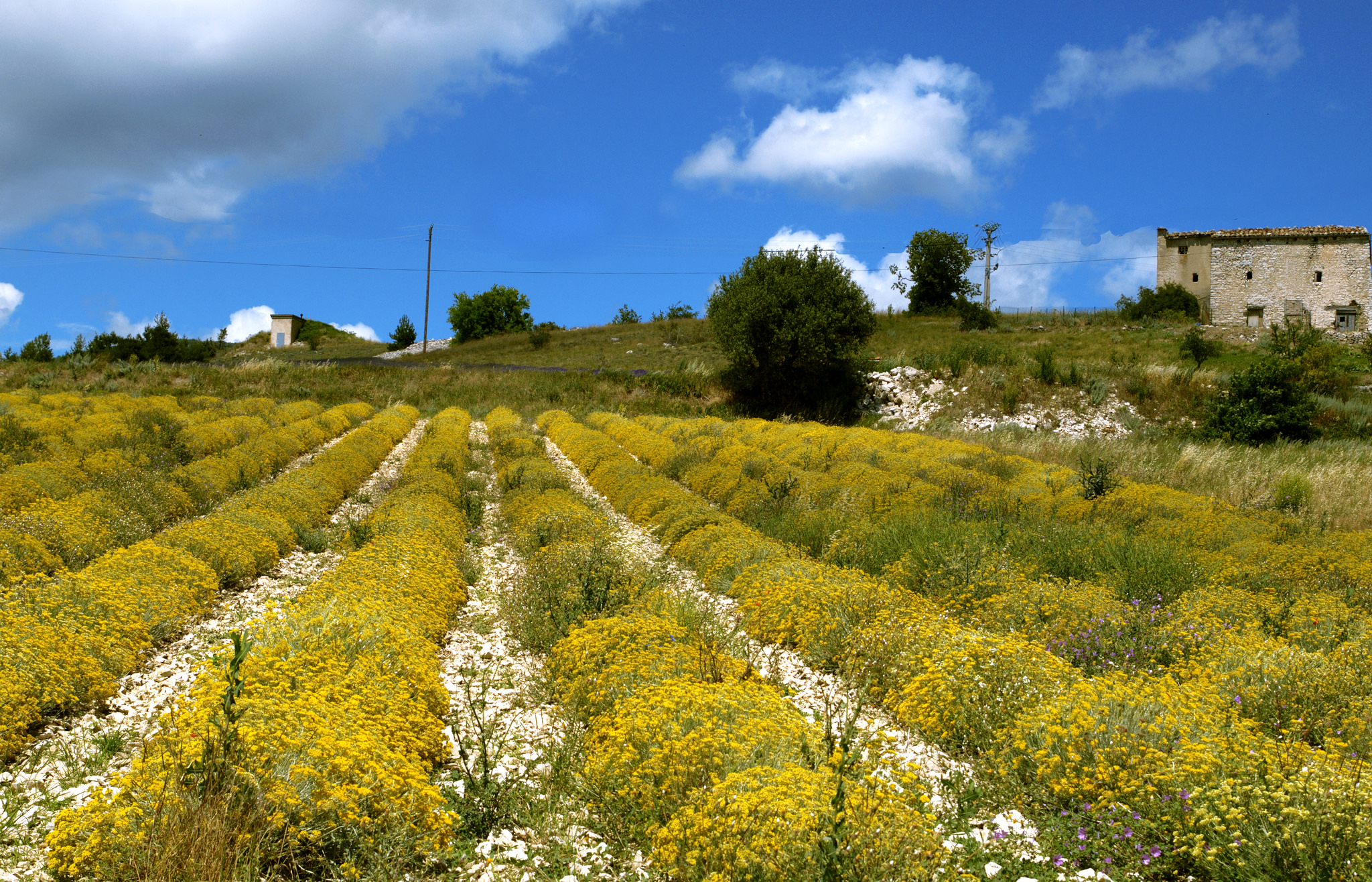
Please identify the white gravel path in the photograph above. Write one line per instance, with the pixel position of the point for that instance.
(494, 692)
(74, 755)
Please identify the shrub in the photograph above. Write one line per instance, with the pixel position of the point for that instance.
(626, 317)
(542, 334)
(1169, 301)
(1195, 346)
(38, 349)
(792, 327)
(674, 312)
(404, 335)
(1263, 403)
(498, 310)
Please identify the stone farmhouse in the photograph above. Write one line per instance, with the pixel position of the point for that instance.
(1255, 277)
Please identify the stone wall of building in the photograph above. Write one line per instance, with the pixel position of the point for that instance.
(1283, 280)
(1259, 277)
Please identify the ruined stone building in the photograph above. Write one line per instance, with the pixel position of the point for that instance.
(1318, 275)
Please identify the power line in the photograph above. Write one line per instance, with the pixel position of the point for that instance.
(475, 272)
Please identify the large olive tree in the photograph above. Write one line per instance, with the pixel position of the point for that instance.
(792, 326)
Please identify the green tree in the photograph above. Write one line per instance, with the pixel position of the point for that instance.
(626, 317)
(1169, 301)
(792, 326)
(498, 310)
(1195, 346)
(404, 335)
(38, 349)
(1263, 403)
(939, 265)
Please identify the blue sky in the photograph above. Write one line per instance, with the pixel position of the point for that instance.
(659, 143)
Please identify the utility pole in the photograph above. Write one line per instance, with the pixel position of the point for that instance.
(989, 229)
(429, 271)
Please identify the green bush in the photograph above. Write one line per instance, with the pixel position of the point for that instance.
(1169, 301)
(38, 349)
(498, 310)
(1263, 403)
(792, 326)
(626, 317)
(404, 335)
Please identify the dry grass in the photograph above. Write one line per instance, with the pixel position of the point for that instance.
(1339, 471)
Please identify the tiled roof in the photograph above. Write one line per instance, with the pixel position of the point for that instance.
(1274, 232)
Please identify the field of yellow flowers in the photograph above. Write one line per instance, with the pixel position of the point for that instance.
(1157, 685)
(1166, 685)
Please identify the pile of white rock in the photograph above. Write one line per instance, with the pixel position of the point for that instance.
(415, 349)
(910, 399)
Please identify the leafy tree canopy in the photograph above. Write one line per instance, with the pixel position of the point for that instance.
(939, 265)
(792, 326)
(498, 310)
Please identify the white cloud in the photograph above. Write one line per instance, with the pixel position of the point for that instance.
(120, 324)
(188, 105)
(1215, 47)
(874, 281)
(898, 129)
(10, 301)
(1034, 272)
(360, 330)
(245, 322)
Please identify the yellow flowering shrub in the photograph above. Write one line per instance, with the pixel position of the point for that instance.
(975, 685)
(606, 660)
(1129, 740)
(667, 741)
(342, 714)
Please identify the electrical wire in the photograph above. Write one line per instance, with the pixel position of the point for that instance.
(493, 272)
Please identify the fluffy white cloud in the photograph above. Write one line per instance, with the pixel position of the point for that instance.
(1217, 46)
(10, 301)
(360, 330)
(187, 105)
(898, 129)
(245, 322)
(1034, 272)
(120, 324)
(874, 281)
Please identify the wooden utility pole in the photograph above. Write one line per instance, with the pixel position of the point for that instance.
(429, 271)
(989, 229)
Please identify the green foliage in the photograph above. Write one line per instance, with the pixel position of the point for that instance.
(937, 265)
(38, 349)
(1097, 477)
(975, 316)
(404, 335)
(626, 317)
(792, 326)
(1263, 403)
(498, 310)
(1169, 301)
(675, 310)
(1195, 346)
(1292, 493)
(542, 334)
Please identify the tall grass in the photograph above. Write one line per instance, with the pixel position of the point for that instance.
(1339, 471)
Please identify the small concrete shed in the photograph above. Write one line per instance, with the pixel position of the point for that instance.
(286, 328)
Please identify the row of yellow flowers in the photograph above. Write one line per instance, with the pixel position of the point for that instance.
(72, 530)
(1216, 757)
(322, 759)
(697, 755)
(66, 639)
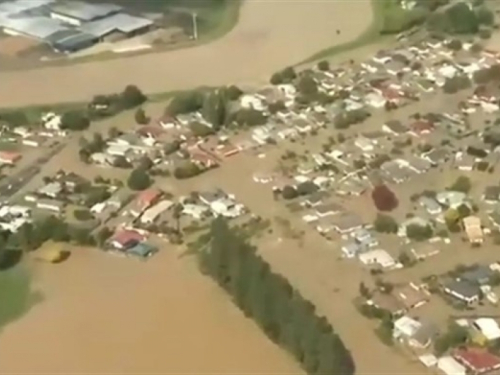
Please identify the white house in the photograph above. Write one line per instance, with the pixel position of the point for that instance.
(378, 257)
(51, 121)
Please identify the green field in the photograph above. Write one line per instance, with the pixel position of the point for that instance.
(214, 17)
(16, 295)
(369, 36)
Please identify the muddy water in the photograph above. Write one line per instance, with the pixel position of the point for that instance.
(103, 314)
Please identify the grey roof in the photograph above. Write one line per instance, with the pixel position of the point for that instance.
(84, 11)
(463, 288)
(480, 275)
(11, 8)
(121, 22)
(35, 27)
(69, 40)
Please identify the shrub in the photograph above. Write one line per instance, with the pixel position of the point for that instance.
(485, 16)
(289, 192)
(276, 79)
(140, 117)
(186, 102)
(187, 170)
(485, 34)
(276, 107)
(233, 92)
(418, 232)
(83, 215)
(307, 86)
(384, 199)
(250, 117)
(287, 75)
(200, 130)
(323, 66)
(462, 184)
(131, 97)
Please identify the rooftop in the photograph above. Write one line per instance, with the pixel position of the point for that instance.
(117, 22)
(35, 27)
(478, 360)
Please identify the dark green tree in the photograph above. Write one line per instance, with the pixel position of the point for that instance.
(140, 117)
(132, 97)
(74, 120)
(139, 180)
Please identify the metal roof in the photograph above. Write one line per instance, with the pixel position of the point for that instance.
(84, 11)
(121, 22)
(15, 7)
(70, 40)
(36, 27)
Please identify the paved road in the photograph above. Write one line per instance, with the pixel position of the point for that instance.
(11, 185)
(269, 36)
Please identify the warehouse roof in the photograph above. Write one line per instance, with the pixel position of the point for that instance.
(36, 27)
(84, 11)
(15, 7)
(68, 40)
(120, 22)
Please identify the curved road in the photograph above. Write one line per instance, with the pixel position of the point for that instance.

★ ★ ★

Could you give again exactly the lines from the line containing "Please identify the rooftop" through the final line of the data above, and no others?

» Solution below:
Please identify the rooftop in the photograph above. Write one line per instance, with the pixel position of the point for that instance.
(117, 22)
(35, 27)
(478, 360)
Please identify the dark green tree in the photograph above. Write one line per instance, with the pixel position of the point for that instance.
(140, 117)
(132, 97)
(74, 120)
(139, 180)
Please identify the metal roof in the photograph above. Write one line per instance, with the pixel position of the point for that instance.
(84, 11)
(121, 22)
(15, 7)
(70, 40)
(36, 27)
Please identify the paved road in the photograph above. Write one line per instance, with the pixel position of the point for that instance.
(11, 185)
(269, 36)
Please identify the warehouse roof in the photograph above. Write one line per instance, with the pixel position of the point for that instance.
(36, 27)
(84, 11)
(15, 7)
(68, 40)
(120, 22)
Please identify the curved road in the photograph above. Write one line per instance, with the pixel position of the point for that instance.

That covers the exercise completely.